**Selected text:**
+ + + + + + +
And guess what all of that is done through the use of technology and people to delight the guests and create magical experiences. We work in enterprise technology. We're here to help those teams really focus on driving business, differentiating results across the industry. But sometimes when people look at us, they kind of take a look at us and say, Hey, you're here to help. And they view this is that a star destroyer, but really what we want to do is figure out how can we make it magical? How can we make it a great experience so that people can optimize and make things more reliable, make it easy for them to spin up new systems, innovate new ideas and create new experiences across the board here. And so my team today, you're gonna hear some stories about how this has evolved over time. Jason Cox is gonna talk about the evolution of the SRE team here at the Walt Disney company. And Brian Scott is gonna talk a little bit more about some of the engagements that we've had, how we've helped teams deliver some of the magic here. I'm gonna turn it over to Jason now to talk about his space there.
+ + + + + + +
**The tasks:**
(a) Pick out every line in the entries below that contains the word "brown" and copy each one.
(b) Pick up the talk on enterprise technology at the Walt Disney company where it stops and keep it going.
+ + + + + + +
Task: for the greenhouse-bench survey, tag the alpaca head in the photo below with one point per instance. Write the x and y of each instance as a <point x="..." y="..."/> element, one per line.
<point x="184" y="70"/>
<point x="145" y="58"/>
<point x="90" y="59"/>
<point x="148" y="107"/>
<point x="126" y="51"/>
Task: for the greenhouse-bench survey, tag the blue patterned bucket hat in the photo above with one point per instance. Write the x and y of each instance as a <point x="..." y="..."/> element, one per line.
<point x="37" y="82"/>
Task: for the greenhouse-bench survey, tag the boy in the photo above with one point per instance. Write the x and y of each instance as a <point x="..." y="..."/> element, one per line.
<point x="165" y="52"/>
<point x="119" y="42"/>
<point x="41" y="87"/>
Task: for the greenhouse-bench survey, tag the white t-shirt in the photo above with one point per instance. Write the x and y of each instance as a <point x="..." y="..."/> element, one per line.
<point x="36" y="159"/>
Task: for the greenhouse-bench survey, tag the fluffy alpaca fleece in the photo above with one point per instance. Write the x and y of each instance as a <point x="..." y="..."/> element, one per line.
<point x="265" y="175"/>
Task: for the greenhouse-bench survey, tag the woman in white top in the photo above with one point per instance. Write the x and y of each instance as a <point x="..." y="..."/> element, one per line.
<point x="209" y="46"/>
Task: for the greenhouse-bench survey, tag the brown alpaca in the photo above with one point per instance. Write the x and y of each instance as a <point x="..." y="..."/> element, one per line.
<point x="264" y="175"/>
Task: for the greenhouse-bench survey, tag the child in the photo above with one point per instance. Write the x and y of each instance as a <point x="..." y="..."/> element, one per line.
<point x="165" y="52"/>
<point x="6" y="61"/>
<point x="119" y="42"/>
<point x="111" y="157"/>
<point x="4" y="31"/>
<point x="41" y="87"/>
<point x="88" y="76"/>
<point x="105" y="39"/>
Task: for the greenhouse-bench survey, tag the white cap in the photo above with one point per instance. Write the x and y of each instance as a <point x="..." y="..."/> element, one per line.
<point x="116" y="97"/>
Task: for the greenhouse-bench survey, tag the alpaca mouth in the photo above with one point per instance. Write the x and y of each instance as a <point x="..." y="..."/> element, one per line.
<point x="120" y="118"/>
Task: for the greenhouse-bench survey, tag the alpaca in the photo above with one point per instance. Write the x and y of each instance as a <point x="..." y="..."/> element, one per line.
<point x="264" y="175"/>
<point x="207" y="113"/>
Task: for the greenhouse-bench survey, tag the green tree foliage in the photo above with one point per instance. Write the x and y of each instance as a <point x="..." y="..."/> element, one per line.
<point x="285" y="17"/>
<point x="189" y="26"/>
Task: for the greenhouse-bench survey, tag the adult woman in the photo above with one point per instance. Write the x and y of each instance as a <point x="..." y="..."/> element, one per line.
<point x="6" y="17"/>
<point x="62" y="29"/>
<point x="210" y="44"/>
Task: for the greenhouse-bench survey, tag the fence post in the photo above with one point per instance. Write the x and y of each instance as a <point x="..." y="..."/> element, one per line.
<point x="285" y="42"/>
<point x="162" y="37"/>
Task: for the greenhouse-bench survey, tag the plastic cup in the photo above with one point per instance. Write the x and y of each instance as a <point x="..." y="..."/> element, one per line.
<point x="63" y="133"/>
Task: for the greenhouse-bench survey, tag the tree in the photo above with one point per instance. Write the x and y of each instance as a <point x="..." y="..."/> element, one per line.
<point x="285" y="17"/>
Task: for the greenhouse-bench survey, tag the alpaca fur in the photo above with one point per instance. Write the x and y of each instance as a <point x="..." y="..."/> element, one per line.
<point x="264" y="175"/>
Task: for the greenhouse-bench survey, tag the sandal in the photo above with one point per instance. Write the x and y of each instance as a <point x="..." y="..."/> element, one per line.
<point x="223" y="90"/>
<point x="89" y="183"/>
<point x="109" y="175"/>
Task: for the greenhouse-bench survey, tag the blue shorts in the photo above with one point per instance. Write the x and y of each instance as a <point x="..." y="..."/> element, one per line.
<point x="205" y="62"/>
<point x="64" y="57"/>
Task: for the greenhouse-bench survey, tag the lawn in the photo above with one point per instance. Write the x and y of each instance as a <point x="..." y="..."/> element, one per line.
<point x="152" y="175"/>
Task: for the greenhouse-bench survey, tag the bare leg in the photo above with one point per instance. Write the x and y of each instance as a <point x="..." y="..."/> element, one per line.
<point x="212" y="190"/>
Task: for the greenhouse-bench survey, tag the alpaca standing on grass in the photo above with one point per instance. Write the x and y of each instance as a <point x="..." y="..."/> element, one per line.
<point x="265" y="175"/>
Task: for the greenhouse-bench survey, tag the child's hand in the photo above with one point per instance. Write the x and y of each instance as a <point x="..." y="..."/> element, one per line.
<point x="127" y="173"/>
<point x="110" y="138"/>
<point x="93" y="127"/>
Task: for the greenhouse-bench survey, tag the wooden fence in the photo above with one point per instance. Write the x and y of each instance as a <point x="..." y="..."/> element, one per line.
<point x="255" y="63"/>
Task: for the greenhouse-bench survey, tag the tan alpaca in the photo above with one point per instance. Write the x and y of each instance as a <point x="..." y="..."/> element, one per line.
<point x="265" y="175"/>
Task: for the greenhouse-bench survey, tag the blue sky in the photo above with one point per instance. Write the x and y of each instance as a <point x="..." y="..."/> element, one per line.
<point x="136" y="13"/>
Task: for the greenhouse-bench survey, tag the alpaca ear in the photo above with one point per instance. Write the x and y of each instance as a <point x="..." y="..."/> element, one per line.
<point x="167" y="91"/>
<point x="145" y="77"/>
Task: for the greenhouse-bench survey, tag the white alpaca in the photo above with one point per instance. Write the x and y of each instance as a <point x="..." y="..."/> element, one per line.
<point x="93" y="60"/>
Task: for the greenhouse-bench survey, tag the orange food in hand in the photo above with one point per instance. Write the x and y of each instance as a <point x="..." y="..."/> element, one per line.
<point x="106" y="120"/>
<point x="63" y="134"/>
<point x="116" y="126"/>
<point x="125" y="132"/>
+ + + + + + +
**Results for the exercise:**
(a)
Task: for the greenhouse-bench survey, tag the brown alpaca in the photo above with one point per instance. Write the x and y of each instance as a <point x="..." y="..."/> element, one per line.

(b)
00:07:07

Thanks Alexy. Well, hello everyone. We're here today to talk to you about SRE and how at Disney we're using it to create digital magic. I wanna roll back in time and talk to you about some of the challenges we faced early on that really shaped who we are and our identity in terms of SRE at Disney, a little over 15 years ago, we got a new CEO, Bob IER. When Bob came in, he sat down three strategic pillars that would drive growth in the company to move us forward. Number one, he said, creativity. We're all about telling story, delivering compelling content, delivering experiences and products that delight our guest around the world. And he said, second and second, only to that will be technology. That is how we create that content and those experience, how we deliver that content and those experience to our guests will be increasingly through technology is how we're gonna better connect with our guests and allow our guests to connect with us.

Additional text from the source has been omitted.